• _Task directions_:
Count the lines in the entries below that contain the string "beam", treating uppercase and lowercase as different. Reply with only the number.

• _Data extracted from a collection_:
--------

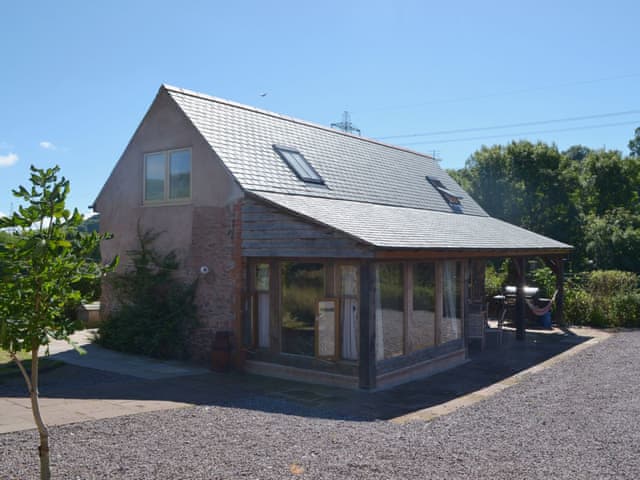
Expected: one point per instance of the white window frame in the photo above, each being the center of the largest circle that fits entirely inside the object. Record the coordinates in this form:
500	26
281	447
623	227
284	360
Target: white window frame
167	177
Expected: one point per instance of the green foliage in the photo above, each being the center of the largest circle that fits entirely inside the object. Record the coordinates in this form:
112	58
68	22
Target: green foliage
155	311
634	144
603	298
587	198
612	240
605	283
43	264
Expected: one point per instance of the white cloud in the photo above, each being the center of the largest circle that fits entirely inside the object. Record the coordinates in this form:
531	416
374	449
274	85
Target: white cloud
8	160
48	145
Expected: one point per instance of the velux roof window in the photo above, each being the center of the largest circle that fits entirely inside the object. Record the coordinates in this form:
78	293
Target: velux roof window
299	164
451	198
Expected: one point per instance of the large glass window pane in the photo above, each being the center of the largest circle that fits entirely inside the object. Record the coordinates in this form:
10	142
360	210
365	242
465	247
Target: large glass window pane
302	287
422	325
451	327
349	317
180	174
389	310
154	170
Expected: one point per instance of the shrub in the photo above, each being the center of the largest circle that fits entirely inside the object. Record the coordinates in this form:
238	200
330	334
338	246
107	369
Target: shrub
155	312
605	283
545	280
604	298
495	278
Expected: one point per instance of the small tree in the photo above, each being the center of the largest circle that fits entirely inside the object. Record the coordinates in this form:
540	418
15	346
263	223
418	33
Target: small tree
40	271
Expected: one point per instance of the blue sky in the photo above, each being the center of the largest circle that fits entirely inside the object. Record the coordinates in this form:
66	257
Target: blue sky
77	77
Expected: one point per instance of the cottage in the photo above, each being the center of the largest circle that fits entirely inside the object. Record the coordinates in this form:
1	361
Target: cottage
333	258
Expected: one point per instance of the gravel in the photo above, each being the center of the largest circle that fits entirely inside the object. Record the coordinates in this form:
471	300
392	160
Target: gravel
577	419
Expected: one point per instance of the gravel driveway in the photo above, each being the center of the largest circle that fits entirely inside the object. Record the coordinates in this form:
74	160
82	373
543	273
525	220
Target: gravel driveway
578	419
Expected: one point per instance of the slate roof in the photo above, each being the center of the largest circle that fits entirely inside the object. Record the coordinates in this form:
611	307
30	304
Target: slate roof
353	168
375	192
392	227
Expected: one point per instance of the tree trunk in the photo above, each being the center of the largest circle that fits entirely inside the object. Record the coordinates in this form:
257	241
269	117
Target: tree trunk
43	449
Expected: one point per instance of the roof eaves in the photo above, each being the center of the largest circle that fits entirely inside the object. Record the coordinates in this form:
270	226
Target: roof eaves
276	205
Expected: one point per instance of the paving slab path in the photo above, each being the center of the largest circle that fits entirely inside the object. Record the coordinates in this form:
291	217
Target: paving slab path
574	419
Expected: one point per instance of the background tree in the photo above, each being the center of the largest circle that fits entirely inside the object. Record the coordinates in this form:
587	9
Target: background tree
587	198
42	265
634	144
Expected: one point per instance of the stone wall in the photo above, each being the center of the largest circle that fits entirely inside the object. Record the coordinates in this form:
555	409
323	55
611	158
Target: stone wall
215	256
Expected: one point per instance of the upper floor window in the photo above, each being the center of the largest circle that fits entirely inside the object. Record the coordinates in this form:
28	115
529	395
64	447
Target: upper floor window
167	175
299	164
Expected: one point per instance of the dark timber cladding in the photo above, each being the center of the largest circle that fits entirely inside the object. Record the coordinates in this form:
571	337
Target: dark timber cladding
270	232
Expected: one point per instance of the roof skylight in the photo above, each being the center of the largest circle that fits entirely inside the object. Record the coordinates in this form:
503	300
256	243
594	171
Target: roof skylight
451	198
299	164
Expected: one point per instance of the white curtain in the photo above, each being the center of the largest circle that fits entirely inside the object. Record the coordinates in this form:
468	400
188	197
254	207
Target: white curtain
349	329
263	319
378	332
450	327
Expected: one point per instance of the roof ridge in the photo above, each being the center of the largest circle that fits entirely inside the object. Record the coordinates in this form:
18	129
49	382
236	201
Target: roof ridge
231	103
260	192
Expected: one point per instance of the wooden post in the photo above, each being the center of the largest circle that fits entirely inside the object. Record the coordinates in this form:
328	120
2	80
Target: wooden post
520	312
367	360
275	332
557	266
559	312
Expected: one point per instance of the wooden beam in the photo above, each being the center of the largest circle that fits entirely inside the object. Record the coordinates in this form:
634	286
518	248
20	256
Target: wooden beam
367	360
431	254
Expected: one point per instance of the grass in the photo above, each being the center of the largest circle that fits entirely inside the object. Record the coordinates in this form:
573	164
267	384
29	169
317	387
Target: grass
9	369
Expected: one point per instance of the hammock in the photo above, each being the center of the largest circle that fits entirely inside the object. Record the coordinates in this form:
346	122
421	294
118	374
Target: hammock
539	311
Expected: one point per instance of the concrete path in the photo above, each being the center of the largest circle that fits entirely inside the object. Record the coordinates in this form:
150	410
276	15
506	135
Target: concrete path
103	384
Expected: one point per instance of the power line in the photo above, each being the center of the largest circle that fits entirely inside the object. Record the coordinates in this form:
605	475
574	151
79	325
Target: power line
511	125
467	139
498	94
345	125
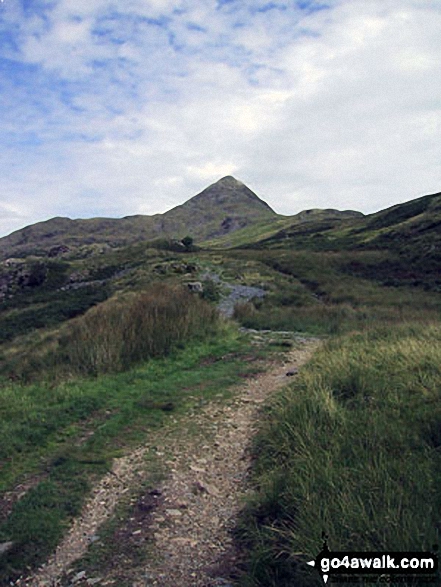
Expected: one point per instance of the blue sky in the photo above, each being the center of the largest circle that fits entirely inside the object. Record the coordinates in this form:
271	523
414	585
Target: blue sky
111	108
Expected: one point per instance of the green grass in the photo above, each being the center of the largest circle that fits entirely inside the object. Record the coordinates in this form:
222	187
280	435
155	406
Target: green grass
41	426
352	448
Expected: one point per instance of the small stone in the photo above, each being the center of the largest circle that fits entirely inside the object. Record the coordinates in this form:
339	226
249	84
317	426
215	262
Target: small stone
79	576
5	546
174	513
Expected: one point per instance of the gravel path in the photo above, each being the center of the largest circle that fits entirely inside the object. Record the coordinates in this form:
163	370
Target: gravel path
206	453
238	293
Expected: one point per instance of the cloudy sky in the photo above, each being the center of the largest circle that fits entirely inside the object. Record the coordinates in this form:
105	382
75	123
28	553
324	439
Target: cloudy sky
119	107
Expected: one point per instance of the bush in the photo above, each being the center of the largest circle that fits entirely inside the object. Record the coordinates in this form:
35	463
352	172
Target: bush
122	332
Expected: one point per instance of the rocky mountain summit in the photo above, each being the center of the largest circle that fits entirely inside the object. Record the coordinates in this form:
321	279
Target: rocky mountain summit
223	207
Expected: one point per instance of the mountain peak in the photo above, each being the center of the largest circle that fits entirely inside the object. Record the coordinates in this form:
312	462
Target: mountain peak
229	181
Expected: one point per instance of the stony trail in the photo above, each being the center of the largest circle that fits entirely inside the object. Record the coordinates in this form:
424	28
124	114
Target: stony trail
189	529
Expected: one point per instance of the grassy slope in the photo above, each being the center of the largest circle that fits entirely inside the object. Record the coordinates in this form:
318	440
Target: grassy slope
352	449
332	284
61	438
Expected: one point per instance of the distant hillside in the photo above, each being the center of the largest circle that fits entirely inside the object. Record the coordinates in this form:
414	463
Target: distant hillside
415	224
224	207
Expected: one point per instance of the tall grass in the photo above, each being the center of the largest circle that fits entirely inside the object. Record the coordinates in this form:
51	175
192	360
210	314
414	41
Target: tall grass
120	333
352	449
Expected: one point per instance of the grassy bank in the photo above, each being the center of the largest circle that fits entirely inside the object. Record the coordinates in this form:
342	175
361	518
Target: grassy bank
59	439
352	448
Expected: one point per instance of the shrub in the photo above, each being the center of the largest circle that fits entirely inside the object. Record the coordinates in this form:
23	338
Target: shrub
122	332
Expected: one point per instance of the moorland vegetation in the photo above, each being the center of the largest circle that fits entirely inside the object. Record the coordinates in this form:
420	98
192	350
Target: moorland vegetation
102	345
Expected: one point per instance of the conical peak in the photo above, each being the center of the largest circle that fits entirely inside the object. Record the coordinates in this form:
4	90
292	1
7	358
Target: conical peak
229	182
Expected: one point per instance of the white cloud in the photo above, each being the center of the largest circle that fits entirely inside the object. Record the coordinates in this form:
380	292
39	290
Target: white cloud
109	113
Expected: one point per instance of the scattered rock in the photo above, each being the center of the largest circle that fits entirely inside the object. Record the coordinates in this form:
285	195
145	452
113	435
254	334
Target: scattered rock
5	546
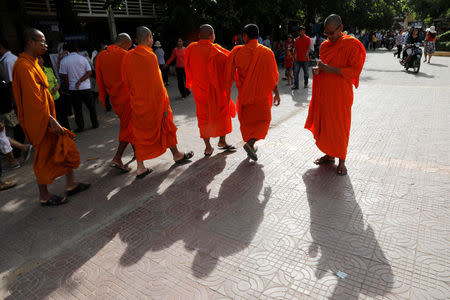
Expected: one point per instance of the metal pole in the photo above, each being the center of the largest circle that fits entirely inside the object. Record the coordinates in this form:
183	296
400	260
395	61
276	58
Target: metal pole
111	23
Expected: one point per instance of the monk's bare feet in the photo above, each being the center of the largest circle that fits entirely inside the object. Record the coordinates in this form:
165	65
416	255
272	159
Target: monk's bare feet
342	169
118	164
324	160
209	150
52	200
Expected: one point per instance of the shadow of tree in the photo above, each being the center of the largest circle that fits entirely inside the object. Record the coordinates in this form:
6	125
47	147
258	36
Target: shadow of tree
344	242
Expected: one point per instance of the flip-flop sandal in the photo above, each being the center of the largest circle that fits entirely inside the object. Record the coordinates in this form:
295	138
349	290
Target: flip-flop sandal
230	148
186	157
80	188
321	161
341	173
209	154
140	176
122	169
250	152
6	185
55	201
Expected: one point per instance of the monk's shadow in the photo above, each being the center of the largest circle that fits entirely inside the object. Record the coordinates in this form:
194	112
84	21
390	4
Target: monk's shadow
340	238
210	227
225	231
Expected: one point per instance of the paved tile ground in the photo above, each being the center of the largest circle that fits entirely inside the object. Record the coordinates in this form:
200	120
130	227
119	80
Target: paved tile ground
226	228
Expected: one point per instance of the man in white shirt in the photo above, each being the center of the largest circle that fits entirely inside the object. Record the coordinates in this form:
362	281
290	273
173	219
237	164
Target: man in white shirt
75	71
161	62
7	61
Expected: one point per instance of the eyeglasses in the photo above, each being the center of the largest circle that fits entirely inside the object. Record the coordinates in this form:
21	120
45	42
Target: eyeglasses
331	33
43	42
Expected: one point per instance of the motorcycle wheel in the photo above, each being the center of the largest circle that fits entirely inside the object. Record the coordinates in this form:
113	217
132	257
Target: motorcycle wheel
416	66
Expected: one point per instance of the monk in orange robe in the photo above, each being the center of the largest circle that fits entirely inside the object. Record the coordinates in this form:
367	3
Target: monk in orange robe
55	151
255	71
329	116
108	70
205	75
151	115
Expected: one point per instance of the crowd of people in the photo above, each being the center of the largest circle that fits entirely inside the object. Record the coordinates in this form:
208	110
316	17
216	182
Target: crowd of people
133	78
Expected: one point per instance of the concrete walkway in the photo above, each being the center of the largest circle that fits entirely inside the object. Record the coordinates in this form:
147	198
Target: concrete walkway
226	228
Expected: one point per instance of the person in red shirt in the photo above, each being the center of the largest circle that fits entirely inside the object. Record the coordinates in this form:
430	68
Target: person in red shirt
289	64
178	53
302	46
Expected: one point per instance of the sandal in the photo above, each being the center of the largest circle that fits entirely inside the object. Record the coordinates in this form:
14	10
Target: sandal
122	169
79	188
250	152
185	158
230	148
55	201
140	176
208	154
324	160
6	185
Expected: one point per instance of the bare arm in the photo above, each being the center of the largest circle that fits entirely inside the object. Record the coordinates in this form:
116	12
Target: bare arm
276	99
64	82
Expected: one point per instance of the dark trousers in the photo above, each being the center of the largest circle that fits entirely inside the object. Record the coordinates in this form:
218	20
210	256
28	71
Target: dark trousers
86	97
304	66
19	136
164	73
181	77
62	110
399	50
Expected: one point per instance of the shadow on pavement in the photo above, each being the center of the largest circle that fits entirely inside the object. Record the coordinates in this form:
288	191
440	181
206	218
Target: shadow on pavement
41	276
438	65
341	239
210	227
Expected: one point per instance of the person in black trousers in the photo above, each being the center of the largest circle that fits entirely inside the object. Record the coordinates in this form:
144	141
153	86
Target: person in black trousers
178	53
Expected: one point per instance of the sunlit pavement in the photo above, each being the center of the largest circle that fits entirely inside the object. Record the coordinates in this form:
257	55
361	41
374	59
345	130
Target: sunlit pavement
224	227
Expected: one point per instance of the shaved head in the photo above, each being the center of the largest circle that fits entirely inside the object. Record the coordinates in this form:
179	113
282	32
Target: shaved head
333	20
142	33
34	41
123	40
333	27
31	34
206	31
122	37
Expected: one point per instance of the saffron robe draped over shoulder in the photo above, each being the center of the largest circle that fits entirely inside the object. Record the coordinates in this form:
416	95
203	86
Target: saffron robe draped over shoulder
54	155
255	71
205	76
152	132
108	70
329	114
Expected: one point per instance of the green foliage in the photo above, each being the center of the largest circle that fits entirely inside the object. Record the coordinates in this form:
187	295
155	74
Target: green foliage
443	41
430	8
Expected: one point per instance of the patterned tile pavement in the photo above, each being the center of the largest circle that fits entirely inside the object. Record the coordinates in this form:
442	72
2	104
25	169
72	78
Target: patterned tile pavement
226	228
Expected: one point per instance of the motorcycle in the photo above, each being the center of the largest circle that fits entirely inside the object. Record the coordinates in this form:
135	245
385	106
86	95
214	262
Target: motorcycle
416	56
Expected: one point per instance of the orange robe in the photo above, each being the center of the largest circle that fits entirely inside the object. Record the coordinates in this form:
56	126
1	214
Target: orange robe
205	75
108	71
54	155
152	132
255	71
330	109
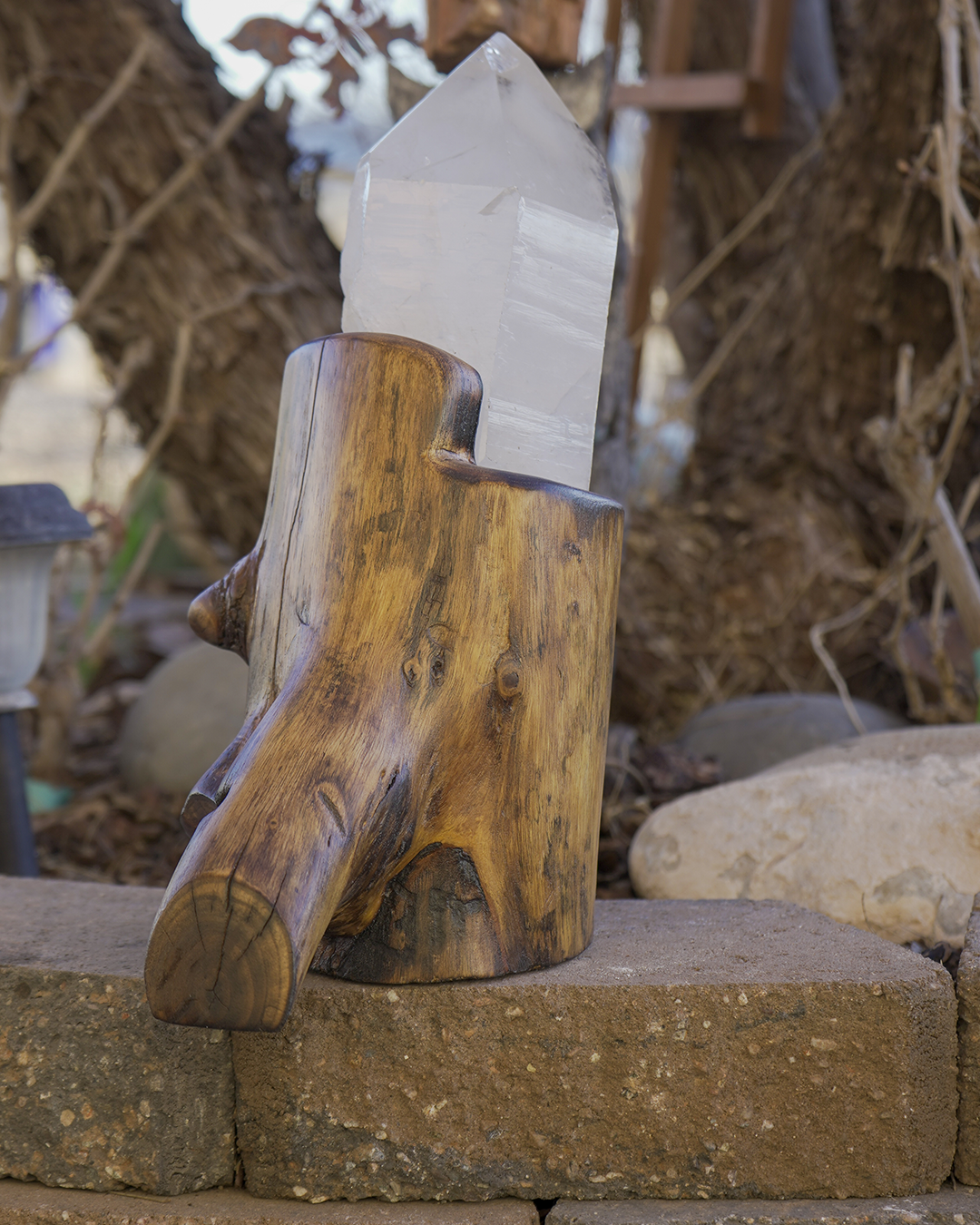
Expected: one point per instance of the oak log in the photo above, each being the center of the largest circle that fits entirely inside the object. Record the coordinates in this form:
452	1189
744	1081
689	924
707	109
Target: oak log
414	795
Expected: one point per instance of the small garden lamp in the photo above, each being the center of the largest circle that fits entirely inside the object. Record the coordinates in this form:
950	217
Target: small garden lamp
34	521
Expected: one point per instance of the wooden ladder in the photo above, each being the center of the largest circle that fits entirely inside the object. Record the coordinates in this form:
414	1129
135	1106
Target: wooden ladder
671	88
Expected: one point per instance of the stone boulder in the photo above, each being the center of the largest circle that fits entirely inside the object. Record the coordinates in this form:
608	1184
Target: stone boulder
881	832
191	710
751	734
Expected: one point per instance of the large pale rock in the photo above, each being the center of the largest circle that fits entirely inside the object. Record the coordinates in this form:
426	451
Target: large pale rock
881	832
717	1049
190	710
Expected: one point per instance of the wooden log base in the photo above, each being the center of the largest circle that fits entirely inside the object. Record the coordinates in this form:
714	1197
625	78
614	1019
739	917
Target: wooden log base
420	769
220	957
434	924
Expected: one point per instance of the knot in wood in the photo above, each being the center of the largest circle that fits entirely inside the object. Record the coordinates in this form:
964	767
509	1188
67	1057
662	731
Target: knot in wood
508	675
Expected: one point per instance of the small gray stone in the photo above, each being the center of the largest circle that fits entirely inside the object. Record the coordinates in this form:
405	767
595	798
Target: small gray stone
750	734
191	710
959	1207
93	1092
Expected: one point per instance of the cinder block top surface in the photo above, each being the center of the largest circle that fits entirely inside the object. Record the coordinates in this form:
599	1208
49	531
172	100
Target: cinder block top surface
737	1049
93	1092
724	942
76	926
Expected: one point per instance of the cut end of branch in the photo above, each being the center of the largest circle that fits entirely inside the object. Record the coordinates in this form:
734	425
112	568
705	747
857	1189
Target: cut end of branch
220	957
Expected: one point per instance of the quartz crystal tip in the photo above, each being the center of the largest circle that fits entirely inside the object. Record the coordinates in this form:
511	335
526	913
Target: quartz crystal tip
483	223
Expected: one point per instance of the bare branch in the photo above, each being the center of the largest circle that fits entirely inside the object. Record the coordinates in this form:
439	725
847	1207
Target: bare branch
751	220
168	418
28	216
98	639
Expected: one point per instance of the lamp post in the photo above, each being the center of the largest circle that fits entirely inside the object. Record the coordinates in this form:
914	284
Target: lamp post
34	521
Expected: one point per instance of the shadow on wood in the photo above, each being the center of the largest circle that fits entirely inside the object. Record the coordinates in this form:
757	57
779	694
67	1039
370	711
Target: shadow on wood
416	791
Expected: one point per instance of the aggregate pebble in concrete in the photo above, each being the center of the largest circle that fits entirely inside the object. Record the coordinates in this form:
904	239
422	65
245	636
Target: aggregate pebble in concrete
968	994
956	1207
31	1204
93	1092
721	1049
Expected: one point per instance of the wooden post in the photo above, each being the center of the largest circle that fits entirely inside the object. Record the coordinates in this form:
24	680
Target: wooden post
668	53
767	59
416	791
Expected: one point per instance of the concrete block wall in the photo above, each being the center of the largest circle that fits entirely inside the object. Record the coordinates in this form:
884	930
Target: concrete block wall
701	1050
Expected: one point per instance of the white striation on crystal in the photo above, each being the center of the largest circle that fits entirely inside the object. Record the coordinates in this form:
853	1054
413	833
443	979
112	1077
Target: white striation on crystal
482	223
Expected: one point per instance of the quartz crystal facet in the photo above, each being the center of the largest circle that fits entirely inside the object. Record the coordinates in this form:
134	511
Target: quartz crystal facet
482	223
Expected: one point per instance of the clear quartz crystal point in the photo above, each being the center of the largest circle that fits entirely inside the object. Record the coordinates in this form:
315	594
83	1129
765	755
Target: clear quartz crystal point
482	223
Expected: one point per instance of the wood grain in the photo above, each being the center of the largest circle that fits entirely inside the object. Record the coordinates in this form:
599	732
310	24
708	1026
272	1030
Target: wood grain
430	650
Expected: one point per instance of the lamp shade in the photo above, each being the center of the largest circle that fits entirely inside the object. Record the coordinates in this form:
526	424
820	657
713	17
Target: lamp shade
34	521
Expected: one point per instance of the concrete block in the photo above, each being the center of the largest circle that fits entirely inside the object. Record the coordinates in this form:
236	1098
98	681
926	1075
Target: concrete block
721	1049
958	1207
93	1092
968	994
31	1204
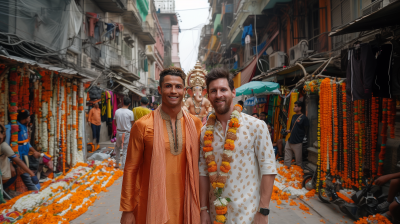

--------

• _Response_:
2